- [PROMPT]
The records below must be retyped exactly.

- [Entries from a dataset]
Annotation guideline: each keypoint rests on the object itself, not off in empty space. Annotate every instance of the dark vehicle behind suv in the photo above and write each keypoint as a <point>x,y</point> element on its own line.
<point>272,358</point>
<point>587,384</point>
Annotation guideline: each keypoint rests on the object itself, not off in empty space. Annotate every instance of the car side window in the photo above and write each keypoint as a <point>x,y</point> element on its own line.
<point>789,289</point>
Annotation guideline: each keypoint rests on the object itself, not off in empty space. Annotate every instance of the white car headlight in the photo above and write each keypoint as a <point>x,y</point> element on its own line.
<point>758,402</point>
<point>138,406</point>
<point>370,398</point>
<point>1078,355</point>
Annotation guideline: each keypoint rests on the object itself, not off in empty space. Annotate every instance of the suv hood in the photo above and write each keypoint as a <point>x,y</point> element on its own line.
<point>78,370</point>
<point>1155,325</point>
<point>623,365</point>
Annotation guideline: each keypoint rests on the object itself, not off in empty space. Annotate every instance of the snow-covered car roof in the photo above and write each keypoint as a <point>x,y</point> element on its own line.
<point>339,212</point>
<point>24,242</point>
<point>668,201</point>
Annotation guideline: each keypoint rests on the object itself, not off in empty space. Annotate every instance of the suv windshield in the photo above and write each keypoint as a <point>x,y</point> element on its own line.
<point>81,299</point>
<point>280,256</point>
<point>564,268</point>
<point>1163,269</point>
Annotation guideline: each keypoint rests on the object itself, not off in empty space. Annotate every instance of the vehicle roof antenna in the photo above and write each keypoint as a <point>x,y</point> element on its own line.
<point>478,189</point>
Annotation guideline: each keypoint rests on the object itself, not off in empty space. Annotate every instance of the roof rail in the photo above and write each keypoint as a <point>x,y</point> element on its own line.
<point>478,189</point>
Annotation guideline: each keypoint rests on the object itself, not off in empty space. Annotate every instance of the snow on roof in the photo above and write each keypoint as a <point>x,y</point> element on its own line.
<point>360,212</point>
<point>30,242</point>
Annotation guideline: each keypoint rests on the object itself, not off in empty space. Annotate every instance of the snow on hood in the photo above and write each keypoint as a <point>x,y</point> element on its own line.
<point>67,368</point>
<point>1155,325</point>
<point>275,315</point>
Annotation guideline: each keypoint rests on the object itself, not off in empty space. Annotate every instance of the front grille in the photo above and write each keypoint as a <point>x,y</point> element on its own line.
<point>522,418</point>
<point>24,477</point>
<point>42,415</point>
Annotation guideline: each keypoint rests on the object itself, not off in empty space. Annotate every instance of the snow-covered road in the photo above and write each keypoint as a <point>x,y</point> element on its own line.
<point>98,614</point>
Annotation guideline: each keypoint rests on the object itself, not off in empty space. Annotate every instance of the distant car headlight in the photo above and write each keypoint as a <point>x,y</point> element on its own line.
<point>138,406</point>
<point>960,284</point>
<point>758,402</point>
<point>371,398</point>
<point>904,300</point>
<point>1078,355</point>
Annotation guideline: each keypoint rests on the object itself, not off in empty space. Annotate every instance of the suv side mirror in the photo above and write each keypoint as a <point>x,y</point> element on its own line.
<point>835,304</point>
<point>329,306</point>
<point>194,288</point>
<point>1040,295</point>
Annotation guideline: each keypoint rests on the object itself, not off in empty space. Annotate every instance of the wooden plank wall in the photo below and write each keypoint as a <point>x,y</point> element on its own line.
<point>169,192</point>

- [ANSWER IN FULL]
Annotation guideline: each keypoint rests on the object itself, not off in empty space. Annotate every instance of the dark vehicle behind suv in the photo above and write each keypoint as a <point>x,y</point> element on its own line.
<point>272,358</point>
<point>587,384</point>
Annotation guideline: each keypoint rests on the object itself, not off in empty space. Annotate every instance of the car side window in the photo above and write each keypoint as a <point>x,y</point> element on its own line.
<point>789,289</point>
Annotation guideline: each keypoint rests on the object itself, not off in empty space. Annotate every instance of the white car headlight in the photo above and write each keypoint as a <point>x,y</point> element on its own line.
<point>758,402</point>
<point>138,406</point>
<point>370,398</point>
<point>1078,355</point>
Annotation guideline: each keypoint rests on the object itself, not off in empty space. Annotate every instance of the suv hood in the photo above and write each keypoint as a <point>x,y</point> element on its own line.
<point>78,370</point>
<point>1155,325</point>
<point>623,365</point>
Annotation guideline: each keypoint rests on the object itself, not off in empty space. Annotate every instance of the snow-covered car roof in the photo above and write each keypoint as a <point>x,y</point> element on its own line.
<point>339,212</point>
<point>24,242</point>
<point>668,201</point>
Annotation guideline: each keypoint rests on the object itself, not off in empty space. Annotate every instance of the suv windshield in the photo above and write each keypoint as a <point>x,y</point> element on its own line.
<point>81,299</point>
<point>280,256</point>
<point>564,268</point>
<point>1163,269</point>
Annotation guideline: each keypoint rests on the object itself, not off in empty space. Annotate every instance of the vehicle roof antenna in the photo above and write each keypoint as a <point>x,y</point> element on its own line.
<point>478,189</point>
Annotation guideline: each keypoint rests on the object itself, not off in empty space. Annotate every instance of the roof rail in the photo above and write each keypoint as a <point>x,y</point> element on its own line.
<point>478,189</point>
Annotation guideline: each keypoint rests on the object itself, not off in empty space. Annotate every instance of the snow on roof in the photo above and write each keypoint as a <point>x,y</point> element on its own line.
<point>360,212</point>
<point>30,242</point>
Annotation guideline: each keypoint rests on the object itself, not off in empty space. Annotate every instance of the snow on hood in the photo above and write each keypoint as a <point>x,y</point> element on its own line.
<point>67,368</point>
<point>1155,325</point>
<point>275,315</point>
Annotation guideline: each keypoint rests on the object itself, not off in empty space. Annotate every instance of the front grille in the photo above and write each keypoint as a <point>x,y</point> element on its own line.
<point>522,418</point>
<point>24,477</point>
<point>42,415</point>
Annotation guideline: each keypoint rests on the object itself, not off in empty space. Annotate every instance of the snow-covered road in the photo above and write each keypoint as a <point>x,y</point> element on its own line.
<point>98,614</point>
Annotation guideline: each keypoint rests on the object itself, not off in empty space. Annotate every instance of the distant car headlight in the photo above and write each keypoint as a <point>x,y</point> element on its own line.
<point>138,406</point>
<point>960,284</point>
<point>758,402</point>
<point>371,398</point>
<point>904,300</point>
<point>1078,355</point>
Annotation guideline: each keypoint rests on the object itself, not off in empty space. Annotate every instance of the suv side mirror in the photo above and write each keypoint as a <point>x,y</point> element on its own line.
<point>835,304</point>
<point>329,306</point>
<point>194,288</point>
<point>1040,295</point>
Annotation guideline: each keypoint rests on the object itself, not off in empty space. Annotate every instance of the wooden plank wall in the photo below and write each keypoint as a <point>x,y</point> element on its own line.
<point>169,192</point>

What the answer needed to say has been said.